[Referring expression pointing data]
____
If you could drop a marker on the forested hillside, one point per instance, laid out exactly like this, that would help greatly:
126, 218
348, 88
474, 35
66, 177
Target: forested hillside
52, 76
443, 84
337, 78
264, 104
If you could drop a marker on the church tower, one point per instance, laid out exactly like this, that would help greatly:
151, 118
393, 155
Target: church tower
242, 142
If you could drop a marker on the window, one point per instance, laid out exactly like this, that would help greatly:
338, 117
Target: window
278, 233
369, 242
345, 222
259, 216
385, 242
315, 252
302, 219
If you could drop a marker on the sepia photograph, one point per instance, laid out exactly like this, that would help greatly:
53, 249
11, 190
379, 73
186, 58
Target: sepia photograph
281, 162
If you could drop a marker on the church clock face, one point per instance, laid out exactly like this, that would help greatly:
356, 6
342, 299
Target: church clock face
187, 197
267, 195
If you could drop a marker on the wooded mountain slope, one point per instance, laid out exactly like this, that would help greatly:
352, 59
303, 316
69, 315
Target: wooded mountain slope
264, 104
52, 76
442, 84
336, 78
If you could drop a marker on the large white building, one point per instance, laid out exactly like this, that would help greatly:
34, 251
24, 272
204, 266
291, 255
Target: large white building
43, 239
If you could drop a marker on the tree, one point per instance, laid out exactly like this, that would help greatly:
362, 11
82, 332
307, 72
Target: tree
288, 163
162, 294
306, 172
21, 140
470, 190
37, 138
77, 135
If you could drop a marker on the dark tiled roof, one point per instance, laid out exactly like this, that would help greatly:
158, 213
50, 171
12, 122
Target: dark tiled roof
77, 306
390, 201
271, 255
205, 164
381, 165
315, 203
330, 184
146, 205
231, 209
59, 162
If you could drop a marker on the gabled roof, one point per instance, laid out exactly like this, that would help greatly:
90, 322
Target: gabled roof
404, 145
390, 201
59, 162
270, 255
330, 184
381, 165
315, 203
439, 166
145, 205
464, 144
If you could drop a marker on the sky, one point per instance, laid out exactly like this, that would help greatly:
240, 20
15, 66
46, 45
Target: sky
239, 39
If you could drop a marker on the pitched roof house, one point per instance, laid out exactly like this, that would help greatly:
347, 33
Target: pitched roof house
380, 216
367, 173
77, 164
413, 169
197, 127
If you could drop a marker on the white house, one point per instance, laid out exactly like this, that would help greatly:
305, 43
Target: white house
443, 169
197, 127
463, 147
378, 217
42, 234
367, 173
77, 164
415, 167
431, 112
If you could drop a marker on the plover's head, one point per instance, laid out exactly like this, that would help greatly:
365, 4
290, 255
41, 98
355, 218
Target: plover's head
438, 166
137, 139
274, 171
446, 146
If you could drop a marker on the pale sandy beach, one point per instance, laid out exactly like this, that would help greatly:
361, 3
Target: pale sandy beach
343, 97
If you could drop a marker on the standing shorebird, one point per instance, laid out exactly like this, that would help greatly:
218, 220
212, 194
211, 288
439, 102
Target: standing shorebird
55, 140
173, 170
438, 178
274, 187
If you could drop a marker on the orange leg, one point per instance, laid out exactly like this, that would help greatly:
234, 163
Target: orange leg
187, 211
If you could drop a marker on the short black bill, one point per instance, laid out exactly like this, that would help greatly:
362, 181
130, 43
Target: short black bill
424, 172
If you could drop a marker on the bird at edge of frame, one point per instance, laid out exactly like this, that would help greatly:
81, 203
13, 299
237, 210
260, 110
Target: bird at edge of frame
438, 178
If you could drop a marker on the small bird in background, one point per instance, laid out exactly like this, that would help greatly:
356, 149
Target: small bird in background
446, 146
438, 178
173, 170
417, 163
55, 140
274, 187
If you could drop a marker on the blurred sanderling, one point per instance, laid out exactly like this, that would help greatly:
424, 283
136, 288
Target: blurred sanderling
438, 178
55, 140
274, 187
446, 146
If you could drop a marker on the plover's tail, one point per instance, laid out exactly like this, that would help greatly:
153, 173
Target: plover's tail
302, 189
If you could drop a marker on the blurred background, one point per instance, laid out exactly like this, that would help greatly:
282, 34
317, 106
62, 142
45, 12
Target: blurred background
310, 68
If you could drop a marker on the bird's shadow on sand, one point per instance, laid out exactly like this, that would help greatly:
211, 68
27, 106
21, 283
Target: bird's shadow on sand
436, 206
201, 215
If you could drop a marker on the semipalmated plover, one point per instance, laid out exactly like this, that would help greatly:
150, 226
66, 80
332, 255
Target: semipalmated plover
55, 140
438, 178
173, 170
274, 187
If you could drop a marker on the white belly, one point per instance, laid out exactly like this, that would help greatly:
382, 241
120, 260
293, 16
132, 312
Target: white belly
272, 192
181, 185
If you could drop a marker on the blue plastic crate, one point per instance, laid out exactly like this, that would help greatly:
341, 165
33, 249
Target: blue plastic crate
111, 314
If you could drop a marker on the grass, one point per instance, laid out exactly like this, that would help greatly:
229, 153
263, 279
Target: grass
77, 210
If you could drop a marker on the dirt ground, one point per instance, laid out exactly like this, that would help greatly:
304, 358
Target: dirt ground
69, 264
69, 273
____
Goal of the exercise:
Output exactly the lines from the one containing "If you could drop a marker on the small" through the last line of the records, both included. Output nothing else.

Your response:
If you could drop a marker on the small bird in background, one point per instance, laid out exactly like this, that would help greatly:
356, 149
Target: small bird in background
446, 146
438, 178
173, 170
417, 163
55, 140
274, 187
If you could drop a marker on the blurred sanderling, one point per instance, laid out exactly like this, that would help greatly:
424, 283
136, 288
Target: blurred sanderling
438, 178
55, 140
274, 187
446, 146
If you could drop a marker on the plover's tail, one point per instance, laid out exactly like this, that would help greatly:
153, 173
Target: plover's tail
302, 189
If you could drop a marker on the blurred background, one point per instance, laid out exactly like this, that would help greatly:
282, 34
317, 106
62, 142
45, 12
Target: blurred background
310, 68
If you could drop a marker on the bird's shadow on sand, one point per instance, laid out exactly like this, that would help greatly:
211, 68
27, 106
21, 283
Target: bird's shadow on sand
436, 206
201, 215
If you could drop a marker on the semipalmated plover, one point per instance, laid out exactly like this, that would help greatly:
150, 226
66, 80
332, 255
Target: semipalmated plover
55, 140
438, 178
173, 170
274, 187
If you could drop a marker on the white belly, one point per instance, laid out exactly like this, that would help greatly:
382, 241
120, 260
293, 16
132, 312
Target: white belly
272, 192
181, 185
If you could drop a marker on the blue plastic crate, one point per instance, laid out exactly like this, that would help greatly:
341, 165
33, 249
Target: blue plastic crate
111, 314
If you could drop a marker on the grass, one point per instance, laid out exactly like this, that would help greatly:
229, 153
263, 279
Target: grass
77, 210
If you could drop a marker on the dirt ground, one point per instance, laid out exactly like this, that would help greatly:
304, 358
Target: dirt ground
69, 264
69, 273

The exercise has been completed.